> _JOB_
Pull out every line of the entries below that contains the word "metal". Case counts.
— start MATERIAL —
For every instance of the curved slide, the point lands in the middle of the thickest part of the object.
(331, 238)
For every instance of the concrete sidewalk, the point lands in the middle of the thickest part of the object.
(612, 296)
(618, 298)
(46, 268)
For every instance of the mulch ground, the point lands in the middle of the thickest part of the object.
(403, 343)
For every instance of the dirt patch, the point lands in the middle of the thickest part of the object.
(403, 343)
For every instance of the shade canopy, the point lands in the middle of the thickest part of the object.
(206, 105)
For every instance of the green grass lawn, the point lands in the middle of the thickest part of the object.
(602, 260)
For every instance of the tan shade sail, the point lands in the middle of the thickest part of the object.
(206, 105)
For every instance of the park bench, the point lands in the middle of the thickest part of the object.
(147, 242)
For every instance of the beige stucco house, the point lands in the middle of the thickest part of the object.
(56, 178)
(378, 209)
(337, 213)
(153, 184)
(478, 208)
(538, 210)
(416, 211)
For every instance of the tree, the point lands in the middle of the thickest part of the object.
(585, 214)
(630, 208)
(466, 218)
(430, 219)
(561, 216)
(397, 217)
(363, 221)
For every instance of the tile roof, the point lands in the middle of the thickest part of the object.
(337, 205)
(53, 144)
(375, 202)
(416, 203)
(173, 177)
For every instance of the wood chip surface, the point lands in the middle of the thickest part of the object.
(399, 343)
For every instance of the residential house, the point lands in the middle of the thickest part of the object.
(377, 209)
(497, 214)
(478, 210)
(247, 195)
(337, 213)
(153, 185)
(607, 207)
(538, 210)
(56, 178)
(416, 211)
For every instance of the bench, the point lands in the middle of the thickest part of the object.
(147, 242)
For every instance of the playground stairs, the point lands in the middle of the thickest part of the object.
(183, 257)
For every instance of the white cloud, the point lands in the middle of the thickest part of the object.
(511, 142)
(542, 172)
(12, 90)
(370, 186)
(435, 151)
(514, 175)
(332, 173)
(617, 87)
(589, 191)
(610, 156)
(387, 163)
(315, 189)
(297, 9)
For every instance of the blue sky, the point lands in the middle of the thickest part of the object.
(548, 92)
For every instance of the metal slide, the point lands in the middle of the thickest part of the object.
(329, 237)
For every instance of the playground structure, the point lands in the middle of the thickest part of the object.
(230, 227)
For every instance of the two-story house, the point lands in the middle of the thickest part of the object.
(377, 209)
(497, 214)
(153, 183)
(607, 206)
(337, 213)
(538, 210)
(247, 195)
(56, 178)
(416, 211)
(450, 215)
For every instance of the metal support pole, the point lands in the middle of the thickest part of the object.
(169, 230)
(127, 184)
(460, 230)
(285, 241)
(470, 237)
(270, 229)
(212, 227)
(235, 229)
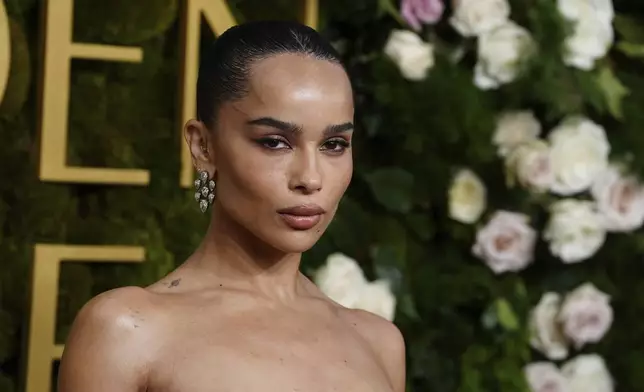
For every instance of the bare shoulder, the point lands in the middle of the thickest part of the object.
(111, 344)
(385, 339)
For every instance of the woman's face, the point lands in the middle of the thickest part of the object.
(282, 154)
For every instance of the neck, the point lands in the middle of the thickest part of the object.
(239, 259)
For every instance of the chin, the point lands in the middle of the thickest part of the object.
(295, 241)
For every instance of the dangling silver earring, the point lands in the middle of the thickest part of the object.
(205, 190)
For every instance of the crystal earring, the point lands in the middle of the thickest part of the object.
(205, 190)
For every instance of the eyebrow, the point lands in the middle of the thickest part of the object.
(294, 128)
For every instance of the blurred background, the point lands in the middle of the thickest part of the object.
(495, 212)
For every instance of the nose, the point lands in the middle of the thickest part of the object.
(306, 176)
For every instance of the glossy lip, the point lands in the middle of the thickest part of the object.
(302, 217)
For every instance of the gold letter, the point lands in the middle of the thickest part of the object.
(42, 348)
(59, 50)
(5, 50)
(220, 19)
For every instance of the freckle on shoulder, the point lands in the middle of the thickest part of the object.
(118, 308)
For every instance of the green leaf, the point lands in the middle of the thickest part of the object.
(614, 91)
(389, 265)
(392, 187)
(505, 314)
(407, 306)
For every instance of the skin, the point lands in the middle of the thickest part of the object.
(238, 315)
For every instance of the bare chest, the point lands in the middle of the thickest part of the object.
(267, 357)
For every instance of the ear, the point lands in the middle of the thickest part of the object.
(198, 138)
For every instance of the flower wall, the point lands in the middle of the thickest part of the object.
(496, 208)
(502, 156)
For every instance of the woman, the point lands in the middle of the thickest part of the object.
(273, 142)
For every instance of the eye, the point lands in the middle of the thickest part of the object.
(337, 145)
(273, 143)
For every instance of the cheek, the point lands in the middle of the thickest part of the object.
(338, 178)
(251, 179)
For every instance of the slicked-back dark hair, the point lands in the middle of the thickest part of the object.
(226, 64)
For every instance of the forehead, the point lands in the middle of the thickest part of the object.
(293, 86)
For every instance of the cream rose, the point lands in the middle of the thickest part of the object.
(545, 331)
(413, 56)
(467, 197)
(579, 153)
(587, 373)
(501, 52)
(620, 200)
(586, 315)
(545, 377)
(574, 230)
(475, 17)
(592, 31)
(506, 242)
(377, 298)
(341, 279)
(513, 129)
(530, 164)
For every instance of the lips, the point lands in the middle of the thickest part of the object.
(302, 217)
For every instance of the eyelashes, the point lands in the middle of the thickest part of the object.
(335, 145)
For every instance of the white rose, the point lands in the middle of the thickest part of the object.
(579, 153)
(413, 56)
(341, 279)
(544, 377)
(501, 52)
(467, 197)
(545, 330)
(592, 30)
(586, 315)
(530, 164)
(506, 242)
(620, 200)
(587, 373)
(574, 230)
(513, 129)
(583, 9)
(376, 297)
(474, 17)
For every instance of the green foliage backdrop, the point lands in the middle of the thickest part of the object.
(466, 328)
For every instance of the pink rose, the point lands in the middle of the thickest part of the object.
(586, 315)
(506, 242)
(416, 12)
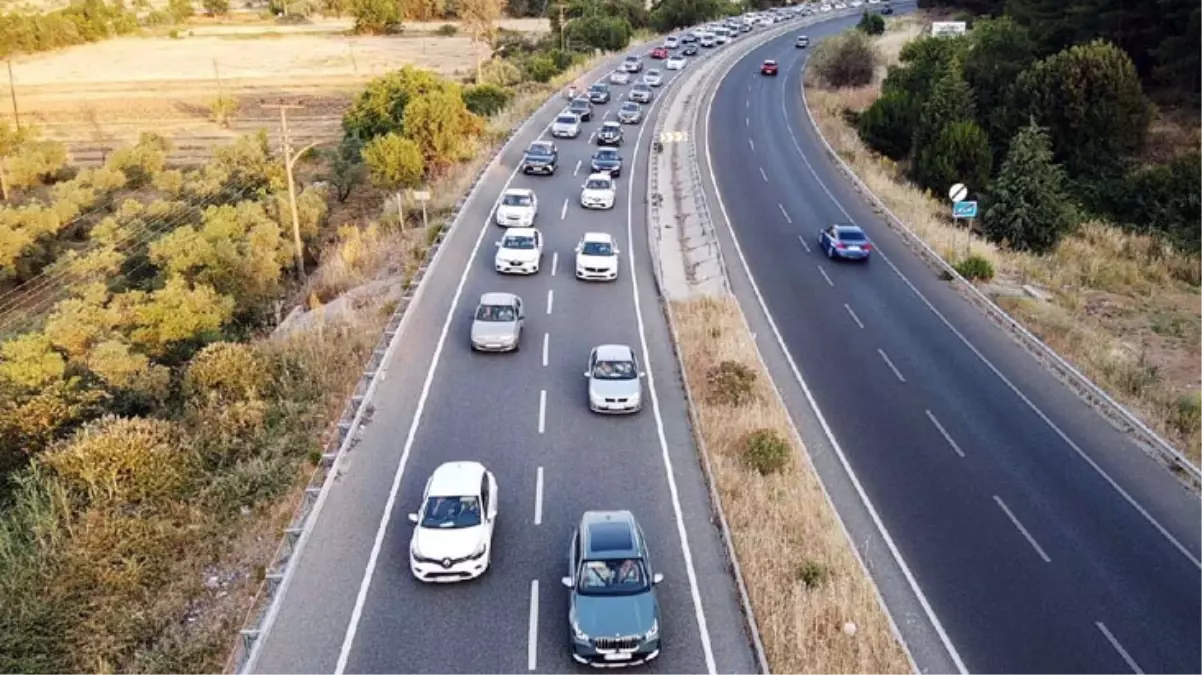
— end MATERIAL —
> _WRITTEN RESPONSE_
For every instance of the metal slide, the point lands in the middle of the thickest part of the object.
For every instance of the metal support pole, the point lands in the middle of the thickest part of the object.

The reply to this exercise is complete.